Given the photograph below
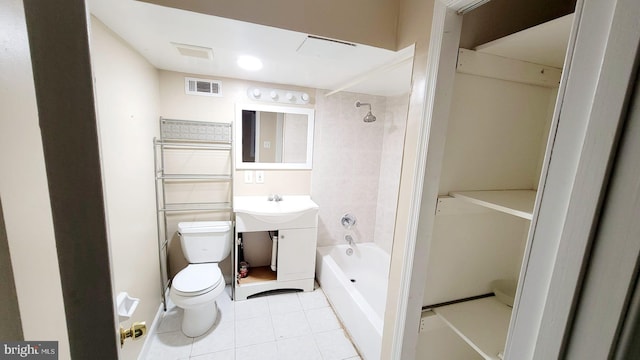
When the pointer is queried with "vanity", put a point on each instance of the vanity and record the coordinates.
(278, 241)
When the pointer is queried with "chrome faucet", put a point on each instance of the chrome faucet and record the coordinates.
(349, 239)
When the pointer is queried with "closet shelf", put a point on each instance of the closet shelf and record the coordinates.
(212, 177)
(481, 323)
(514, 202)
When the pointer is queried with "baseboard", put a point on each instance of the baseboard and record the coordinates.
(151, 333)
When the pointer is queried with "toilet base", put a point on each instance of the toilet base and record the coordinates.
(199, 319)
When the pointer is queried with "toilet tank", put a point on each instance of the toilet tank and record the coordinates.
(205, 241)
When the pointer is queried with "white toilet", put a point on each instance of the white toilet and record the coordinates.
(196, 287)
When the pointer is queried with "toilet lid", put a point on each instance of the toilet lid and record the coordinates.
(197, 278)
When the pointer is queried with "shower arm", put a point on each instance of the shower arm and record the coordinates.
(358, 104)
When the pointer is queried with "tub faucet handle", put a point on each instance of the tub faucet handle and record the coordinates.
(348, 220)
(349, 239)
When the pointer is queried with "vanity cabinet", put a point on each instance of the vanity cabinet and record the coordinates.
(278, 241)
(296, 254)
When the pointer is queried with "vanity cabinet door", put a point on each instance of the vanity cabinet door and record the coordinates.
(296, 254)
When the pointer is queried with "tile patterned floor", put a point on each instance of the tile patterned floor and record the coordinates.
(300, 326)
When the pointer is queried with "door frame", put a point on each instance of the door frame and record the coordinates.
(556, 249)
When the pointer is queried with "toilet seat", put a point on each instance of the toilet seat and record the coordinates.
(197, 279)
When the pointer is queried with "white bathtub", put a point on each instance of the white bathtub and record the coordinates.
(356, 286)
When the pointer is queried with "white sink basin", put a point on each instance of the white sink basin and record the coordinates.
(288, 209)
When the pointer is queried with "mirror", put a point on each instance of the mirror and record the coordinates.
(273, 137)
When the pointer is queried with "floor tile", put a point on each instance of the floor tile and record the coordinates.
(300, 326)
(313, 299)
(284, 303)
(254, 331)
(265, 351)
(290, 325)
(170, 346)
(334, 345)
(171, 320)
(323, 319)
(220, 337)
(247, 309)
(226, 308)
(300, 348)
(220, 355)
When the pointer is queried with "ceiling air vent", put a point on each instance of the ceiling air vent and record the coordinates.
(202, 87)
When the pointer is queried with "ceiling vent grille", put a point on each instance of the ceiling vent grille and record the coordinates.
(203, 87)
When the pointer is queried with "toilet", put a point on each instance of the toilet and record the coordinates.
(196, 287)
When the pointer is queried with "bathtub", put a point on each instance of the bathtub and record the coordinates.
(356, 286)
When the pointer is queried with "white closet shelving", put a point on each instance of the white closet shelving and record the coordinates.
(496, 131)
(194, 178)
(481, 323)
(514, 202)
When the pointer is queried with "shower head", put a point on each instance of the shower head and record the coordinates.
(369, 117)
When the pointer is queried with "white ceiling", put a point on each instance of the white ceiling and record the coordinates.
(151, 29)
(545, 44)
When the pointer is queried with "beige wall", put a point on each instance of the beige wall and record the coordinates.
(360, 21)
(24, 191)
(414, 27)
(127, 94)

= = = = =

**DO THIS:** Rewrite all the material above as a numbered list, one line per item, leaving out blank lines and the picture lines.

**SOLUTION FOR THIS TASK:**
1. Given the photograph below
2. When the pointer is queried with "vanity", put a point on each instance of the vanity and record the coordinates.
3. (278, 241)
4. When the pointer is queried with "chrome faucet", put a point on each instance of the chrome faucet and record the coordinates.
5. (349, 239)
6. When the pointer is queried with "closet shelf", put a point on each instance of the closet shelf and record the coordinates.
7. (212, 177)
8. (481, 323)
9. (514, 202)
10. When the pointer is queried with "baseboard", put a point on each instance of the baseboard and record the coordinates.
11. (151, 333)
12. When the pointer is queried with "toilet base", put a point on each instance of the toilet base and record the coordinates.
13. (199, 319)
14. When the pointer is queried with "toilet tank", put a point on each instance of the toilet tank and record the coordinates.
15. (205, 241)
16. When the pointer is queried with "white toilet", put a point on each instance of the white toilet and record the coordinates.
17. (196, 287)
18. When the pointer is queried with "toilet lid", put a point on each instance of the toilet lid and record the coordinates.
19. (197, 278)
20. When the pointer is queried with "shower arm", put a point on each instance of the shower arm and record the coordinates.
21. (358, 104)
22. When the pointer is queried with "tub faucet handle", put a point on each instance of the tub faucet handle and record the coordinates.
23. (348, 220)
24. (349, 239)
25. When the pointer is queried with "vanity cabinet", put a point on each instance of the vanity cabinet and record the coordinates.
26. (278, 241)
27. (296, 254)
28. When the pointer is queried with "vanity cabinet door", put a point on each instance of the vanity cabinet door and record the coordinates.
29. (296, 254)
30. When the pointer is queried with "tile patterned floor", put a point on each instance of the tile patterned floor and record the coordinates.
31. (300, 326)
32. When the pointer is queried with "door frame", put a point on each instance of the door frame and record the coordinates.
33. (556, 249)
34. When the pointer is queried with "toilet seat", put a point on each instance of the toilet seat and record the coordinates.
35. (197, 279)
36. When the pointer is queried with "white bathtub", put a point on each instance of the white bathtub and record the coordinates.
37. (356, 286)
38. When the pointer is queried with "white sink basin", put a point on each instance of the white sink basin and record the coordinates.
39. (288, 209)
40. When the pointer is queried with "mirror", put a point on each instance of the mirror and record the coordinates.
41. (273, 137)
42. When the pointer is queried with "floor tile", put a point on each instance of the floor tile and record the coordinates.
43. (300, 326)
44. (313, 299)
45. (284, 303)
46. (254, 331)
47. (265, 351)
48. (290, 325)
49. (170, 346)
50. (334, 345)
51. (171, 320)
52. (323, 319)
53. (220, 337)
54. (247, 309)
55. (226, 308)
56. (300, 348)
57. (220, 355)
58. When the pointer is queried with "ceiling air vent", put a point on each instance of the ceiling air vent and record the coordinates.
59. (202, 87)
60. When the pointer is queried with "ceiling vent grille", put a point on each instance of the ceiling vent grille and record the coordinates.
61. (203, 87)
62. When the pointer is queried with "toilet", put a point on each instance of the toilet and record the coordinates.
63. (196, 287)
64. When the pointer is queried with "bathtub", put a point on each instance of the bathtub and record the coordinates.
65. (356, 286)
66. When the pointer is queried with "white closet shelving", put a point on each instance of the white closet shelving and record the coordinates.
67. (496, 131)
68. (194, 178)
69. (481, 323)
70. (514, 202)
71. When the pointer is queried with "shower head", put a point on each instance of the shower head and record the coordinates.
72. (369, 117)
73. When the pointer is queried with "white ceiling", put a point on each instance of the white ceiling and record the coordinates.
74. (151, 29)
75. (545, 44)
76. When the pointer is queried with "beige wall", put a point on each instance of the beige wall and record the coordinates.
77. (360, 21)
78. (24, 191)
79. (414, 27)
80. (127, 94)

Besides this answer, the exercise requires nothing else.